## EXERCISE PASSAGE
'''

Does studying magic make one a better or more creative scientist, technologist, researcher, or teacher? Best-selling creativity author and Wharton professor Adam Grant has an answer, and it’sa resounding yes! As covered in Forbes, Grant says that artistic hobbies train us to think creatively and give us access to new ways of solving problems. For example, Einstein described his theory of relativity as a musical thought, and Galileo recognized the moon’s mountains through a telescope because of drawing instruction that made him mindful of shading.
At the top of Grant’s list of creativity-enhancing hobbies is practicing magic. Getting good at the element of surprise, “helps with making new scientific discoveries. It also reinforces curiosity, focused attention, and the desire to have an impact on an audience.”
Magic at Stanford
I’ve found several stellar examples of accomplished scientists at my Alma Mater Stanford (MBA ’91) who demonstrate how studying performance magic has been a critical training ground or source of inspiration for their success in scientific research, inquiry – and their careers.
A cancer researcher sharing how magic can make science better
Parag Mallick, PhD, currently an Associate Professor at Stanford’s School of Medicine, is also a professional magician, as well as Founder & Chief Scientist at Nautilus Biotechnology, a company pioneering a single-molecule protein analysis platform for quantifying the human proteome. A long-time member and performer at The Academy of Magical Arts, aka The Magic Castle in Hollywood, Mallick also once shared the concern that Persi Diaconis had early in his career – that being open about one’s interest in magic with academic colleagues might best be avoided due to how it might be perceived.

'''

## WORK INSTRUCTION A
Translate this sentence from the passage on magic and science into Spanish: "At the top of Grant’s list of creativity-enhancing hobbies is practicing magic."
## WORK INSTRUCTION B
Turn the paragraph of the passage on magic and science that begins "Parag Mallick, PhD" into a short bulleted list that keeps its main facts.
## WORK INSTRUCTION C
Copy from the passage on magic and science the words from "A cancer researcher" up to and including "might be perceived.".

Excerpts from a dataset
'''

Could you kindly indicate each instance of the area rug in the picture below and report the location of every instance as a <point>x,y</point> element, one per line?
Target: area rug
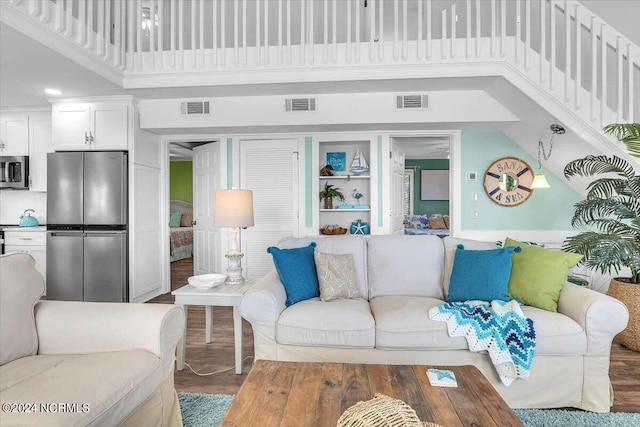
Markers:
<point>200,410</point>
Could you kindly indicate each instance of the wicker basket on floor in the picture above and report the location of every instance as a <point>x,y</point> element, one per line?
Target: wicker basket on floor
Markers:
<point>381,411</point>
<point>629,294</point>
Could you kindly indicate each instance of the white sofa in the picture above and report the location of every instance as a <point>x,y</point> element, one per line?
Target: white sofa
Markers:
<point>400,278</point>
<point>102,364</point>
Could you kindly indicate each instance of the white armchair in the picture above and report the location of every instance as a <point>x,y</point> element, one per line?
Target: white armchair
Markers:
<point>107,363</point>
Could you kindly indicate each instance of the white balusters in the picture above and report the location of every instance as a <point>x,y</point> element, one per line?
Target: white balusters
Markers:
<point>503,27</point>
<point>603,73</point>
<point>630,116</point>
<point>158,36</point>
<point>452,41</point>
<point>578,81</point>
<point>594,68</point>
<point>620,93</point>
<point>518,33</point>
<point>567,51</point>
<point>527,35</point>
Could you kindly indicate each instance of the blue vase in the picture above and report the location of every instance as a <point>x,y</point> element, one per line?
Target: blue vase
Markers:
<point>359,227</point>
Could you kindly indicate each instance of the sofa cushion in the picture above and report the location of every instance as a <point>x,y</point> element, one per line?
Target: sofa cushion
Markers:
<point>338,323</point>
<point>405,265</point>
<point>336,276</point>
<point>348,244</point>
<point>112,384</point>
<point>480,275</point>
<point>556,333</point>
<point>297,270</point>
<point>402,323</point>
<point>450,246</point>
<point>538,274</point>
<point>20,286</point>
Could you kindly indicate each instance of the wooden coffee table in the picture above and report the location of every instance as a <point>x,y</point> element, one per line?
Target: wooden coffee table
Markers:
<point>316,394</point>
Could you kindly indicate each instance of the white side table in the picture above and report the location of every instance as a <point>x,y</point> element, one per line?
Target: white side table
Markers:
<point>223,295</point>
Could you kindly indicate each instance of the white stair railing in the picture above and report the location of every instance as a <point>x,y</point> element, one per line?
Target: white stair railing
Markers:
<point>559,45</point>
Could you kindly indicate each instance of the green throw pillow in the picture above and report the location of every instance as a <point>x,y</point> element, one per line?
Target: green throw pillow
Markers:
<point>538,274</point>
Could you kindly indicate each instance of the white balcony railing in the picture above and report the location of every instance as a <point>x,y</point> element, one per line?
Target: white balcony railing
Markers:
<point>560,45</point>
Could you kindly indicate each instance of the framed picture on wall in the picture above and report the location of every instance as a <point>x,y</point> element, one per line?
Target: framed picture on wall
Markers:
<point>337,160</point>
<point>434,185</point>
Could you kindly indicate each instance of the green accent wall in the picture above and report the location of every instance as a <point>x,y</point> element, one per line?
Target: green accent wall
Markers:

'''

## RESULT A
En lo más alto de la lista de pasatiempos de Grant que potencian la creatividad está la práctica de la magia.

## RESULT B
- Parag Mallick, PhD, is an Associate Professor at Stanford’s School of Medicine.
- He is a professional magician.
- He is Founder & Chief Scientist at Nautilus Biotechnology, which is pioneering a single-molecule protein analysis platform for quantifying the human proteome.
- He is a long-time member of and performer at The Academy of Magical Arts (The Magic Castle) in Hollywood.
- Like Persi Diaconis early in his career, he once worried that academic colleagues might perceive an interest in magic poorly, so it might be best not to mention it.

## RESULT C
A cancer researcher sharing how magic can make science better
Parag Mallick, PhD, currently an Associate Professor at Stanford’s School of Medicine, is also a professional magician, as well as Founder & Chief Scientist at Nautilus Biotechnology, a company pioneering a single-molecule protein analysis platform for quantifying the human proteome. A long-time member and performer at The Academy of Magical Arts, aka The Magic Castle in Hollywood, Mallick also once shared the concern that Persi Diaconis had early in his career – that being open about one’s interest in magic with academic colleagues might best be avoided due to how it might be perceived.